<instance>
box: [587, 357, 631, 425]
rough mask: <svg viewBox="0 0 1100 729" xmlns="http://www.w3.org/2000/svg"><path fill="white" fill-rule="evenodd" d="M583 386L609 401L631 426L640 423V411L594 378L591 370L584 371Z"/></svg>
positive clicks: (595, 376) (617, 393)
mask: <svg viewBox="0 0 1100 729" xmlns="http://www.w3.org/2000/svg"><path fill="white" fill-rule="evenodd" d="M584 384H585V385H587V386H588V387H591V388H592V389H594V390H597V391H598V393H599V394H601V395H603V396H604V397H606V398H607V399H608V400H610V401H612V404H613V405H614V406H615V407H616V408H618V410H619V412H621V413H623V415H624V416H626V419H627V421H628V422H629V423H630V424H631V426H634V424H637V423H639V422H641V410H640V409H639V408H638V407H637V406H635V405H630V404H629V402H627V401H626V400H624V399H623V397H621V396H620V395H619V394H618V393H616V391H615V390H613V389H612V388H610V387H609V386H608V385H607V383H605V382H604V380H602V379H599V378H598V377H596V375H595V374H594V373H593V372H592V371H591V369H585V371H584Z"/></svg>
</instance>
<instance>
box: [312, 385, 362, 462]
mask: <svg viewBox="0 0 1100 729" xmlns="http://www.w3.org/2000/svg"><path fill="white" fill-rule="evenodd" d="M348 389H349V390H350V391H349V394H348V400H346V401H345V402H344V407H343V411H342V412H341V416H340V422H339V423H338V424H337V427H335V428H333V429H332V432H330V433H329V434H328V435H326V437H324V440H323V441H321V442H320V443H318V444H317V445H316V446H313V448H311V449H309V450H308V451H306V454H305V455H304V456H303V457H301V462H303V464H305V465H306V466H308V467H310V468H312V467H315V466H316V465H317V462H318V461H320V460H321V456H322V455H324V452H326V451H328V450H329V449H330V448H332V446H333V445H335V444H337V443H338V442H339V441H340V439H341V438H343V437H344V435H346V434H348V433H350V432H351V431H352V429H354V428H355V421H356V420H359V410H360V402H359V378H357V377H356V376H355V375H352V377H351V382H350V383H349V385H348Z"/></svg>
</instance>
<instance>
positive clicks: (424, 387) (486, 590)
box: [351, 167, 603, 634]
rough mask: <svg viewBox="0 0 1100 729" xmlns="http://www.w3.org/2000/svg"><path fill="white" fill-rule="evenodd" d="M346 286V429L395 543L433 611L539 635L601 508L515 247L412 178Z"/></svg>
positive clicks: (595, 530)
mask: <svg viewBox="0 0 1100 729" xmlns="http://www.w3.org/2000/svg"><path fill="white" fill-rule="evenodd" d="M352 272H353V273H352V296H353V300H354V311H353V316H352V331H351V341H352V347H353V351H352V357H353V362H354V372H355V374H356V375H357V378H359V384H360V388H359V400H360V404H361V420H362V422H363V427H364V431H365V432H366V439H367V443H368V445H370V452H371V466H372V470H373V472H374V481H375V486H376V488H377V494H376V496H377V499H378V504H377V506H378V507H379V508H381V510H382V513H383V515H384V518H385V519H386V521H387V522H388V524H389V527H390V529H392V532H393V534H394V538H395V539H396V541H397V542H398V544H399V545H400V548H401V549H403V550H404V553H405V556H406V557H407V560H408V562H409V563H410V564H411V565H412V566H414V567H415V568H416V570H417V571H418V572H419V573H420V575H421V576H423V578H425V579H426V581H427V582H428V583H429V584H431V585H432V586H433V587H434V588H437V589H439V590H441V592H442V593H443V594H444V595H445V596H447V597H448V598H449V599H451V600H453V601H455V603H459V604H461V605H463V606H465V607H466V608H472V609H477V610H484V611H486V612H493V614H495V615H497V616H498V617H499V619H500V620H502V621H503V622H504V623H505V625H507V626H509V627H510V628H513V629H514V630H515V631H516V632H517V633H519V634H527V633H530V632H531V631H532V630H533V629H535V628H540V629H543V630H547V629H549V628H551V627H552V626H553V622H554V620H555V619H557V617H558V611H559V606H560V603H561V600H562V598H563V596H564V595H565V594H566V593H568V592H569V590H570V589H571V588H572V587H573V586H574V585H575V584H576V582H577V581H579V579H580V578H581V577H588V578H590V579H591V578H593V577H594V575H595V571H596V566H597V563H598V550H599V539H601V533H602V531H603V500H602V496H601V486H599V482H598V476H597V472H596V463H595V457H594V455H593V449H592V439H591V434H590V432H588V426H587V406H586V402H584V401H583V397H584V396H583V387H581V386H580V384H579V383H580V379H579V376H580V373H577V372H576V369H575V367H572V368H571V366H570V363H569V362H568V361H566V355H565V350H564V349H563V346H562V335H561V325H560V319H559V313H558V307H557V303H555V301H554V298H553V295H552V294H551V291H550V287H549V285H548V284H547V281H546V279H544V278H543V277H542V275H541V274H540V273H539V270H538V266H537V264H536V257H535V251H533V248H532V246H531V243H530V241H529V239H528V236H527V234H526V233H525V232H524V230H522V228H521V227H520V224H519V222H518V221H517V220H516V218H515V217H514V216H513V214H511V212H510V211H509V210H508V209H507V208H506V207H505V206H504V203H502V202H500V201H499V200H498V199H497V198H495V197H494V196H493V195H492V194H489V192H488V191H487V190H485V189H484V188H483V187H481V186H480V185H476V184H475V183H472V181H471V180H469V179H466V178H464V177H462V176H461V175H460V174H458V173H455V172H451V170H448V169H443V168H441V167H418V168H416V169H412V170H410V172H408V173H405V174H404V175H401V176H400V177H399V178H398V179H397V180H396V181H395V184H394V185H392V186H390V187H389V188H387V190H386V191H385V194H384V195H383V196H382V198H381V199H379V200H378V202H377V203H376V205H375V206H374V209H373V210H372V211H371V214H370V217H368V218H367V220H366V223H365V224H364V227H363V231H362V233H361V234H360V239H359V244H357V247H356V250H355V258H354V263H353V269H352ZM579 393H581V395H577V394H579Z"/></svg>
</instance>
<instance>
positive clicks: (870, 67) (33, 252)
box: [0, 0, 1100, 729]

════════════════

▶ [INSTRUCTIONS TO FOLLOW]: Looking at the data above, report how many of its lines include the word "rough". The number alone is the answer.

▶ [PROBLEM SOLUTION]: 2